Short task: Return every line of the items below that contains the string "round", copied in full. Case counts when matching.

Collected data:
☆ ☆ ☆ ☆ ☆
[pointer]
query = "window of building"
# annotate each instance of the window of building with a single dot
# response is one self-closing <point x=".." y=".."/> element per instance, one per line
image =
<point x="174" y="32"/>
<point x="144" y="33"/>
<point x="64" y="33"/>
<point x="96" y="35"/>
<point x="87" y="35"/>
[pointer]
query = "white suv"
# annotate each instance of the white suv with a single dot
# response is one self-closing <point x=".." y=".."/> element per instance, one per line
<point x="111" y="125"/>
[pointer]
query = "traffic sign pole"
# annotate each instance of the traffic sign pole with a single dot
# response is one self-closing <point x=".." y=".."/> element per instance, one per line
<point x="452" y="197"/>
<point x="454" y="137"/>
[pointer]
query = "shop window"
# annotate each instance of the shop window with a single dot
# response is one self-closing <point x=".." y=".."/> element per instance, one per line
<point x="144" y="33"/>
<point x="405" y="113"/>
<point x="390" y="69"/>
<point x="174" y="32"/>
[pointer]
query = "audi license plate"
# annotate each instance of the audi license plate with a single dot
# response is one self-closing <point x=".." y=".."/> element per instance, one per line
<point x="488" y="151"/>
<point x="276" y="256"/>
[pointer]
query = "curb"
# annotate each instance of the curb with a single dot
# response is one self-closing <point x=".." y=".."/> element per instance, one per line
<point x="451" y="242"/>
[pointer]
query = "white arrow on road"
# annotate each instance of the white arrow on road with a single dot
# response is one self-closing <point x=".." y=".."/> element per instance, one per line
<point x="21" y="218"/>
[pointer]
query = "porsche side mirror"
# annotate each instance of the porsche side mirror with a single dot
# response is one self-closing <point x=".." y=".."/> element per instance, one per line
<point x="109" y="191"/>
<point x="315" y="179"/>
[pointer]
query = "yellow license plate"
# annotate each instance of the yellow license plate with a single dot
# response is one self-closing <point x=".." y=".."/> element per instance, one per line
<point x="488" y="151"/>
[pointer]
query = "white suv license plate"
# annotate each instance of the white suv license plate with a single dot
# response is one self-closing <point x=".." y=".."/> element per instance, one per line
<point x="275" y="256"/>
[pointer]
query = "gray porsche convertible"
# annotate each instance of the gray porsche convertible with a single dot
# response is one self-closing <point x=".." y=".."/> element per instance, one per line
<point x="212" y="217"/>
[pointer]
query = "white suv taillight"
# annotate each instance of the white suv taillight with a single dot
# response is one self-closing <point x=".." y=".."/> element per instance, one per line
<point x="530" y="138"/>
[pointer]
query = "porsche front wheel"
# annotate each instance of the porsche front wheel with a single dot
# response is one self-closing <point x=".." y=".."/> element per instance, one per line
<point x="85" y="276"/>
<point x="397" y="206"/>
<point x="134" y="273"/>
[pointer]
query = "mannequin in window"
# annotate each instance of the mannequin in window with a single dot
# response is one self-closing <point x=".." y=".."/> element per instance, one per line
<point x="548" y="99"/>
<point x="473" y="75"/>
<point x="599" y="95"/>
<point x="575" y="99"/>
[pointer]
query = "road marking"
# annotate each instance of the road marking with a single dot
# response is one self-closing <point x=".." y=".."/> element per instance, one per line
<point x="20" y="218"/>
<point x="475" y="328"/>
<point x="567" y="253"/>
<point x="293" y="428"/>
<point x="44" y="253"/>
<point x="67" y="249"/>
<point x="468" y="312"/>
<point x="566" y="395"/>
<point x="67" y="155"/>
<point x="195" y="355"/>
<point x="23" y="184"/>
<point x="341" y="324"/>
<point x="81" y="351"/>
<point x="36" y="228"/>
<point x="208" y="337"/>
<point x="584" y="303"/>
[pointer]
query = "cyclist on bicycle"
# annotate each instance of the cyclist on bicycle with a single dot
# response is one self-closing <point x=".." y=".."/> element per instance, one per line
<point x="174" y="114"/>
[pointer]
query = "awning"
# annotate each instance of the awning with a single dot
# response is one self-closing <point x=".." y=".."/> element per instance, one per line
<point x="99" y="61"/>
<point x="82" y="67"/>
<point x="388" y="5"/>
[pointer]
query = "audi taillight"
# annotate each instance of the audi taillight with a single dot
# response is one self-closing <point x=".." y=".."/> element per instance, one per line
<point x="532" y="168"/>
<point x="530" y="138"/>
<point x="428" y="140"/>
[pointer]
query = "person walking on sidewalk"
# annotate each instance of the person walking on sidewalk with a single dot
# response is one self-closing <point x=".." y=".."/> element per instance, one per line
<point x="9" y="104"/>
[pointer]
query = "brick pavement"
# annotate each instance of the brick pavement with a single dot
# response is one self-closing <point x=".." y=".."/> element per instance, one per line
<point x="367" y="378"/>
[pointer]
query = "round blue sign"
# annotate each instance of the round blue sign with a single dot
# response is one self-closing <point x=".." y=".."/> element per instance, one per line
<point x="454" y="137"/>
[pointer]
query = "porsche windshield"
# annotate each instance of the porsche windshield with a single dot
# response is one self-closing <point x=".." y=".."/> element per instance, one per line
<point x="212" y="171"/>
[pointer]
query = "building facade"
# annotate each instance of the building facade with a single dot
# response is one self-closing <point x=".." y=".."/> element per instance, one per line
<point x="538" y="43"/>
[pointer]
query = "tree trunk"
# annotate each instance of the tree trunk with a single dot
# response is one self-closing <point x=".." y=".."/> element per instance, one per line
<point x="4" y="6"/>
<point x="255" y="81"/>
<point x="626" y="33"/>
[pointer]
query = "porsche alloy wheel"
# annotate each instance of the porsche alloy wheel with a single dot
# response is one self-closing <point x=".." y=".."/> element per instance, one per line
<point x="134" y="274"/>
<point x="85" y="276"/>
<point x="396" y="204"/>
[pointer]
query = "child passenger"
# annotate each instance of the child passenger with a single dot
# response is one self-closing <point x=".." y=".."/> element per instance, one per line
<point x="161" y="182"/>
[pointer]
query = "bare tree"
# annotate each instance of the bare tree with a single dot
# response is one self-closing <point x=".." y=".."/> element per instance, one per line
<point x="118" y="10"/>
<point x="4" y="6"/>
☆ ☆ ☆ ☆ ☆
Solved exercise:
query = "round blue sign"
# annotate each instance of the round blue sign with a single dot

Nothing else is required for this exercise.